* [Azioni da svolgere]:
1 – Riscrivi il brano sui medici specializzandi nel tratto da "La Corte di Cassazione, con" fino a "rapporto di lavoro.", mettendo "sentenza" al posto di "ordinanza".
2 – Prosegui il testo sui medici specializzandi a partire dal punto in cui si ferma.

* [Testo del documento]:

============

Formazione professionale: i medici specializzandi sono lavoratori subordinati?
La Corte di Cassazione, con ordinanza n. 18667 del 08.09.2020, ha escluso che l’attività esercitata dai medici specializzandi possa essere inquadrata nell’ambito del rapporto di lavoro.
La Suprema Corte, su ricorso dei medici specializzandi, è stata investita della questione sulla base dell’assunto che l’attività dagli stessi prestata, in relazione all’intensità dell’impegno richiesto, doveva essere inquadrata nello stesso modo dell’attività lavorativa esercitata dal personale medico dipendente della struttura sanitaria.
I ricorrenti invocavano, dunque, il diritto ad un’adeguata retribuzione.
La Corte di legittimità ha respinto il ricorso dei medici escludendo che la loro attività possa essere inquadrata all’interno di un contratto di lavoro autonomo o subordinato.

============

* [Elementi archiviati]:

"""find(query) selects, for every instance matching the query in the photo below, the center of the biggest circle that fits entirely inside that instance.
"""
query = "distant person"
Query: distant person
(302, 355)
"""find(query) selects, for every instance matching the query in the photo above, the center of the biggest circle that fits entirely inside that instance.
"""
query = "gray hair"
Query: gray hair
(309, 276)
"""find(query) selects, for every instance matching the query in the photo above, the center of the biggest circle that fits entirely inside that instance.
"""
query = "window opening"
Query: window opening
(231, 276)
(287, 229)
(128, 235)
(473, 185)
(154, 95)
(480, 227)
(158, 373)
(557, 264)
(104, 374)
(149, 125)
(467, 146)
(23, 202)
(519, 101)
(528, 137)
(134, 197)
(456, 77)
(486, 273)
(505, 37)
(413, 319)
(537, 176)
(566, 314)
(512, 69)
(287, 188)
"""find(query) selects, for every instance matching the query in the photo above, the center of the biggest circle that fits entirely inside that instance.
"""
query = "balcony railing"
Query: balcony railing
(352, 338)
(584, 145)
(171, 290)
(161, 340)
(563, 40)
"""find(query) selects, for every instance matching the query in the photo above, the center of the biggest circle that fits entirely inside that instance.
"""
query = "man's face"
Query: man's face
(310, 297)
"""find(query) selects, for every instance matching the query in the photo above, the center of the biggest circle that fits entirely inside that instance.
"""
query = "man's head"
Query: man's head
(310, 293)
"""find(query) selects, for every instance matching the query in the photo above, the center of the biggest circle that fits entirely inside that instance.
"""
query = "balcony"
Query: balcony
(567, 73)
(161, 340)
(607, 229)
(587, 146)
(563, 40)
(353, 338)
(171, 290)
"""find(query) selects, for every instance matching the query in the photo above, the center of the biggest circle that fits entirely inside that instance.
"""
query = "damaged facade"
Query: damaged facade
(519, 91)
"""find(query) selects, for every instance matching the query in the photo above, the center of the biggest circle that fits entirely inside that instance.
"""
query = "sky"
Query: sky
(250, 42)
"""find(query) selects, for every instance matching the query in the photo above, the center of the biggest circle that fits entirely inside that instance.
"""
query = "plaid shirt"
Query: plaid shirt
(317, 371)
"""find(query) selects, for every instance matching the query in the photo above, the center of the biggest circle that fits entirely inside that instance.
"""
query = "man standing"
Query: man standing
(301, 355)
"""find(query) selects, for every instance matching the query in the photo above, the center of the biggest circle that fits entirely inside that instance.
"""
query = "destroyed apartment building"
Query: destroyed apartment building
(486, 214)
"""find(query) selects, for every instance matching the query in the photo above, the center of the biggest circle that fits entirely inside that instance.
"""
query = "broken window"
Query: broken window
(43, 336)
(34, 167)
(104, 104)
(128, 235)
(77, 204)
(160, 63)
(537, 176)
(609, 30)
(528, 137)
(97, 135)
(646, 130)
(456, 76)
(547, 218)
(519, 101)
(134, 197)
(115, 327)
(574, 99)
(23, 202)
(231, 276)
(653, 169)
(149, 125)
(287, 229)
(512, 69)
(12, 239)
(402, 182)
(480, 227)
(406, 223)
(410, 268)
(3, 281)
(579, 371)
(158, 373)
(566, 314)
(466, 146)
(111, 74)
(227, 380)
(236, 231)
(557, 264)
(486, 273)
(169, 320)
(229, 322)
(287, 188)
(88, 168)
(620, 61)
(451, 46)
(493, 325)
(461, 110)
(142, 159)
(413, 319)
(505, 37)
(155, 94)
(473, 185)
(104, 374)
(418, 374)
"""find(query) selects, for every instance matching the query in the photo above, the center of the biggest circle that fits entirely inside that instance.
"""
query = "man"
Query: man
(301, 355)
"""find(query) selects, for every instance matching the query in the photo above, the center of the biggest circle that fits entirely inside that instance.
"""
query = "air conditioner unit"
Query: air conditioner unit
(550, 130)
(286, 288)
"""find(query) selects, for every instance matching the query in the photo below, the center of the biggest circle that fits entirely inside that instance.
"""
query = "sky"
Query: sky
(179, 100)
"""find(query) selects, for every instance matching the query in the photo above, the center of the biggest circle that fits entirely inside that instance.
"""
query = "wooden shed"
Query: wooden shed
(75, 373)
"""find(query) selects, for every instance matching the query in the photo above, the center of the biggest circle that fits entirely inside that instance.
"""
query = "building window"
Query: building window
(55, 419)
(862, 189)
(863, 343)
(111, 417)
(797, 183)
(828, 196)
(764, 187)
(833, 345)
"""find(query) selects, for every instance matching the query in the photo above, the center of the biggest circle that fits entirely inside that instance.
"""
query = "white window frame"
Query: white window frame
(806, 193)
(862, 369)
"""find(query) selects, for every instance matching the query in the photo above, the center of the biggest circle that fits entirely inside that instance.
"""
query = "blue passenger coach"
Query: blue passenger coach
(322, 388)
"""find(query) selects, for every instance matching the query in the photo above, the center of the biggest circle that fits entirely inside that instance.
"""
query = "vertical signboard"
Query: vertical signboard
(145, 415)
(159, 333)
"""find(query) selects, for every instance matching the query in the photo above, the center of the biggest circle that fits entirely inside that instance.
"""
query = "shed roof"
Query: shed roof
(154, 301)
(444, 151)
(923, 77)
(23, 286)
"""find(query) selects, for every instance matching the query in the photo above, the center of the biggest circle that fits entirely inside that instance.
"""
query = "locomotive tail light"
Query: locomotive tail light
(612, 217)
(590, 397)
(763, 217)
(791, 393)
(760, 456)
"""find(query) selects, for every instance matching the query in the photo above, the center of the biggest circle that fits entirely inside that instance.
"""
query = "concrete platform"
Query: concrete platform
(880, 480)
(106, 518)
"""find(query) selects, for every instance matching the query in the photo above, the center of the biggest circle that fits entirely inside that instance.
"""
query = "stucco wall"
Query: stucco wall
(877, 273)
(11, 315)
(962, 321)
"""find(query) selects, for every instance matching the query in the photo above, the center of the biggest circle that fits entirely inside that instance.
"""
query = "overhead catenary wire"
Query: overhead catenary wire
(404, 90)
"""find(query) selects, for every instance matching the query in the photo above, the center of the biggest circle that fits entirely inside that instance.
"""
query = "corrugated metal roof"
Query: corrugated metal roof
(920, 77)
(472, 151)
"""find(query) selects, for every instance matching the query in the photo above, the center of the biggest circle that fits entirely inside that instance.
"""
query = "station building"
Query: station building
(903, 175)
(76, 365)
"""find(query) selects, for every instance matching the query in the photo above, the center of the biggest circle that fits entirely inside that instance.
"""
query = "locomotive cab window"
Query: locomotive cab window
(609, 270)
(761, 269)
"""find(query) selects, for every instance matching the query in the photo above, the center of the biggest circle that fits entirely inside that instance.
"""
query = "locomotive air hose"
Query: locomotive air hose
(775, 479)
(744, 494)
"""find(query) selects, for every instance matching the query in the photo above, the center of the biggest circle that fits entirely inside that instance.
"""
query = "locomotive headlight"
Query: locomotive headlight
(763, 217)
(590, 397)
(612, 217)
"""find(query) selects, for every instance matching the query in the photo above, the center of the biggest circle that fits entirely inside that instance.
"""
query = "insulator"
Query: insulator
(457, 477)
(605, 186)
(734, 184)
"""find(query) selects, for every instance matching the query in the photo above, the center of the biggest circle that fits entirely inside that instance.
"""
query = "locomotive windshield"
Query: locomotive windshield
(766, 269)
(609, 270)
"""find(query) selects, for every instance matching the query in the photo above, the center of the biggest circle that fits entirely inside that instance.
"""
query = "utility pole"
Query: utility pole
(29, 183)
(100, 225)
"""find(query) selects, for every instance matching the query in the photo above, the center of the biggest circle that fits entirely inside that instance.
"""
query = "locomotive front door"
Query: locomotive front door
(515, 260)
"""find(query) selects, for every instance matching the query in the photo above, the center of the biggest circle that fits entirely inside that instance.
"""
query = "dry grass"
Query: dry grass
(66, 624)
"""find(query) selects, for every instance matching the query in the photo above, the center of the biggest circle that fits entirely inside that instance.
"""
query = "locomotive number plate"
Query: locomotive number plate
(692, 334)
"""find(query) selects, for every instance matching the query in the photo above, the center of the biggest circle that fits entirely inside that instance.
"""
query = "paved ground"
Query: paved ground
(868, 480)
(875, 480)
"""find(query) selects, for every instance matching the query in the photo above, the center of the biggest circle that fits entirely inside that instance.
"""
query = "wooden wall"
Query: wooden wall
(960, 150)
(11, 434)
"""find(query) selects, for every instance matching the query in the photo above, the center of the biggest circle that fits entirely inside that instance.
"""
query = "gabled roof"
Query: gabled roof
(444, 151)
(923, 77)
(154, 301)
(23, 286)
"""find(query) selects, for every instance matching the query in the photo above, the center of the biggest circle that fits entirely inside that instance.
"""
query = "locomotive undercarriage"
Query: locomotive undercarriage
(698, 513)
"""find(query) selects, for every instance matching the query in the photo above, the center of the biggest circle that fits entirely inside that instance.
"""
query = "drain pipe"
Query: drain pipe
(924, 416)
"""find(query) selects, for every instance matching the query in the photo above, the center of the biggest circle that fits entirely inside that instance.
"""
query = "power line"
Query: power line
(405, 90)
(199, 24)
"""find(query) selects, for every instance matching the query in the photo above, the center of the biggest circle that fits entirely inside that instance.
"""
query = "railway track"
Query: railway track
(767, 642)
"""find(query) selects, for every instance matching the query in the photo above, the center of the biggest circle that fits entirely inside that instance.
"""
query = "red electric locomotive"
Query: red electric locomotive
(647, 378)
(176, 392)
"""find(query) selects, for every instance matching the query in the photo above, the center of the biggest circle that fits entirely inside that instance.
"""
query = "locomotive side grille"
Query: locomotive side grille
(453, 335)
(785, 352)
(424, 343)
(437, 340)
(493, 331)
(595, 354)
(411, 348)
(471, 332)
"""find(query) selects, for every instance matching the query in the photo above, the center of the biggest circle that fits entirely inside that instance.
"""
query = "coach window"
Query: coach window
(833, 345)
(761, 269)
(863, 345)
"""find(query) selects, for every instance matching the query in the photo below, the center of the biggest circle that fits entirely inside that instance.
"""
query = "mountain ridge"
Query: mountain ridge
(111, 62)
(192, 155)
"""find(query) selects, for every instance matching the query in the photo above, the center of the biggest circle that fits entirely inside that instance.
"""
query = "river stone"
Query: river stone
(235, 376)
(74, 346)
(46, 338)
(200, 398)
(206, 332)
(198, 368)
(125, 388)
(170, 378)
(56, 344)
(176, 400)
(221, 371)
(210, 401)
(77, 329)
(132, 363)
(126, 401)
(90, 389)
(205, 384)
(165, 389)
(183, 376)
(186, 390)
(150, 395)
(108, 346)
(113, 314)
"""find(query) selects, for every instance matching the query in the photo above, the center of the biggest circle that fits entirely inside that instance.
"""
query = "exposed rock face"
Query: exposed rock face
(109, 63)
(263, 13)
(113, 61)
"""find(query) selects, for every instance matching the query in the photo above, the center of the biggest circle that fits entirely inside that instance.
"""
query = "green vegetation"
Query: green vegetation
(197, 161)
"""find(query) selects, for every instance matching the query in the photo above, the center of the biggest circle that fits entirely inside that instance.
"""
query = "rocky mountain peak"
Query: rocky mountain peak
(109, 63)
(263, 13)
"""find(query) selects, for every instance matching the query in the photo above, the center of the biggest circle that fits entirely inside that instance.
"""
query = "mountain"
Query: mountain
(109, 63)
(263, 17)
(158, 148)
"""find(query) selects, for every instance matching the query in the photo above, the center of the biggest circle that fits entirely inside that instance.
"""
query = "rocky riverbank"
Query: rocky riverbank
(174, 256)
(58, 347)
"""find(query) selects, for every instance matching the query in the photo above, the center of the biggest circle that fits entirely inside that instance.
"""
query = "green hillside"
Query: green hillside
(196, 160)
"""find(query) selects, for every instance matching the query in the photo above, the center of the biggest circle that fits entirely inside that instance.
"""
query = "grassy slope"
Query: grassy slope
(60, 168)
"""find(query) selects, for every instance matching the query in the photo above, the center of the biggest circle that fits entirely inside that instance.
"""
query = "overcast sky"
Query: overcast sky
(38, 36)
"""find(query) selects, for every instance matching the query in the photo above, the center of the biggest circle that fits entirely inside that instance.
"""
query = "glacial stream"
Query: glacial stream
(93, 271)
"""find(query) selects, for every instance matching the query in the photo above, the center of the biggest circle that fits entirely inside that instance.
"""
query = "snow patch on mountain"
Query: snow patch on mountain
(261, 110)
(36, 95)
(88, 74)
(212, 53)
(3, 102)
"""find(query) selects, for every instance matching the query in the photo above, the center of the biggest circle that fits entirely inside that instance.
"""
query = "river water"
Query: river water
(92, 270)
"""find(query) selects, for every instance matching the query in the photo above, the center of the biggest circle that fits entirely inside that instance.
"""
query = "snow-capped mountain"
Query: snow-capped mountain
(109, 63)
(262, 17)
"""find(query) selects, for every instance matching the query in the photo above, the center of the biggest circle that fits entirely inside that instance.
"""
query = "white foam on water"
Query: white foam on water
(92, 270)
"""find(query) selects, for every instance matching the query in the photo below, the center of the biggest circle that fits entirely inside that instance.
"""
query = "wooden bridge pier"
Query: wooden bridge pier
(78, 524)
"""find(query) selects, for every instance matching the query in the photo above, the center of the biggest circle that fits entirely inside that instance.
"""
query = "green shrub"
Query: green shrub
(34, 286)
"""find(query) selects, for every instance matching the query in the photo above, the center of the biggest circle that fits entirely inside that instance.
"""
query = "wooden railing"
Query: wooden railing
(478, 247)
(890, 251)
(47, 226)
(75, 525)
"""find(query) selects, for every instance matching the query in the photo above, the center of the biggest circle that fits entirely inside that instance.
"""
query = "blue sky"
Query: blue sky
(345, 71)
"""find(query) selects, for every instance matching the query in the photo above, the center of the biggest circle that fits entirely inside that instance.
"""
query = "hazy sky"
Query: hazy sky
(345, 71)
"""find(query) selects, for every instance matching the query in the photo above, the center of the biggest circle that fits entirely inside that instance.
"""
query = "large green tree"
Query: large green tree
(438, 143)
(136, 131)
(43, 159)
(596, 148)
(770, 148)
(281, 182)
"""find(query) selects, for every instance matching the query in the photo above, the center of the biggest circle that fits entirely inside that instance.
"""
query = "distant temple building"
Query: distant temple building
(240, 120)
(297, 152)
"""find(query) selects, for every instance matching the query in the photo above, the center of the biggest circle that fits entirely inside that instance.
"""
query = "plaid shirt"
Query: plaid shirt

============

* [Risposte numerate]:
1 –
La Corte di Cassazione, con sentenza n. 18667 del 08.09.2020, ha escluso che l’attività esercitata dai medici specializzandi possa essere inquadrata nell’ambito del rapporto di lavoro.

2 –
In particolare, la Corte ha precisato che si è al cospetto:
“di una particolare ipotesi di contratto di formazione-lavoro, oggetto di specifica disciplina, rispetto alla quale non può essere ravvisata una relazione sinallagmatica di scambio tra l’attività prestata dagli specializzandi e la remunerazione prevista dalla legge a favore degli stessi”.
Gli emolumenti, dunque, sono diretti a soddisfare le esigenze materiali dei medici specializzandi in ragione del loro impegno a tempo pieno e non costituiscono il corrispettivo delle prestazioni svolte.
La Corte, allineandosi al proprio precedente orientamento, ha ribadito che le prestazioni svolte dai medici specializzandi:
“non sono rivolte ad un vantaggio dell’Università, ma alla formazione teorica e pratica degli stessi e al conseguimento, a fine corso, di un titolo abilitante”.